PROBLEMI E COMPITI:
• a. Elenca tutti i colori nominati nel brano sull'ex ospedale psichiatrico di Vercelli.
• b. Stampa il tratto del brano che va da "Uscendo dal casello" fino a "vecchie serrande verdi.".

BRANO:
Anche il Piemonte non uscì
indenne dalla Guerra Civile ed ebbe le sue numerose vittime.
L'ex ospedale psichiatrico
di Vercelli
Una verità che si
vorrebbe cancellare dalla memoria ma che pesa come un macigno sulla
città di Vercelli.
Uscendo dal casello
autostradale di Vercelli si affronta la tangenziale ovest che porta
al centro cittadino, ai lati impianti industriali, autosaloni, si
svolta a destra e ci si immette in Via Trino e dopo un ponte di
modeste dimensioni a destra si nota una grande area boscosa, da cui
emergono dei fabbricati di colore grigio, rosso mattone, con degli
alti muri grigi e delle pesanti cancellate che cingono questo
perimetro.
Una piazza si apre di
fronte alla facciata scrostata dell'ingresso, ai lati del portoncino
due grandi cancelli sbarrati, come pure sono sbarrate le finestre con
delle vecchie serrande verdi.

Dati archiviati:
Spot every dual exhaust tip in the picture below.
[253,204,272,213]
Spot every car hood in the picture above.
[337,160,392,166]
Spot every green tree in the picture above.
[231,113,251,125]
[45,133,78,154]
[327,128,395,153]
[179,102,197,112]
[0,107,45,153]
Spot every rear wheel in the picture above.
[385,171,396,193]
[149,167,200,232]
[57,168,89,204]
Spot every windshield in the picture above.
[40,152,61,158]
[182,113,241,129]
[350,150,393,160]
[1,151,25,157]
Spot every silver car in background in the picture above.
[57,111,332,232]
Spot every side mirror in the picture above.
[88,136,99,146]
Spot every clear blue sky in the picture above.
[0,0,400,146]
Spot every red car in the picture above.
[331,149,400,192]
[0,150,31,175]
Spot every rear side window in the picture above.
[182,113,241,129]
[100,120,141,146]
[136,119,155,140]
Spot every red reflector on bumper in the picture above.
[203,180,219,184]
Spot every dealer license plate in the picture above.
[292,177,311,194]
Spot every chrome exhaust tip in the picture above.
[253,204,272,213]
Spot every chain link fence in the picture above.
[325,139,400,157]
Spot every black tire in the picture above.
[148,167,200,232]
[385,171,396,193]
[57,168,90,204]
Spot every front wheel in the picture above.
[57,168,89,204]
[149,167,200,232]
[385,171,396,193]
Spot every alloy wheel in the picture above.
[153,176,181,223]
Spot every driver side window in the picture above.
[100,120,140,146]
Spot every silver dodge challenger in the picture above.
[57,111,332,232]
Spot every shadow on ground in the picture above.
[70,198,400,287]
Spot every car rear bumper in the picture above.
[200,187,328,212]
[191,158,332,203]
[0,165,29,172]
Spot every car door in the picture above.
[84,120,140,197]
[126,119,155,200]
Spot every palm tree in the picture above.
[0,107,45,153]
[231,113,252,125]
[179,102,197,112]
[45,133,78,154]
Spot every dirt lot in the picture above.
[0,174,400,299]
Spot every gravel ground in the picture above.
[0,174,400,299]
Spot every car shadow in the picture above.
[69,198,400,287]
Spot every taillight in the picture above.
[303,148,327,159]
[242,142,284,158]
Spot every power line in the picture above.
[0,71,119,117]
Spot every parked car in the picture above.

RISPOSTE IN ORDINE:
• a. grigio, rosso mattone, verde

• b.
Uscendo dal casello
autostradale di Vercelli si affronta la tangenziale ovest che porta
al centro cittadino, ai lati impianti industriali, autosaloni, si
svolta a destra e ci si immette in Via Trino e dopo un ponte di
modeste dimensioni a destra si nota una grande area boscosa, da cui
emergono dei fabbricati di colore grigio, rosso mattone, con degli
alti muri grigi e delle pesanti cancellate che cingono questo
perimetro.
Una piazza si apre di
fronte alla facciata scrostata dell'ingresso, ai lati del portoncino
due grandi cancelli sbarrati, come pure sono sbarrate le finestre con
delle vecchie serrande verdi.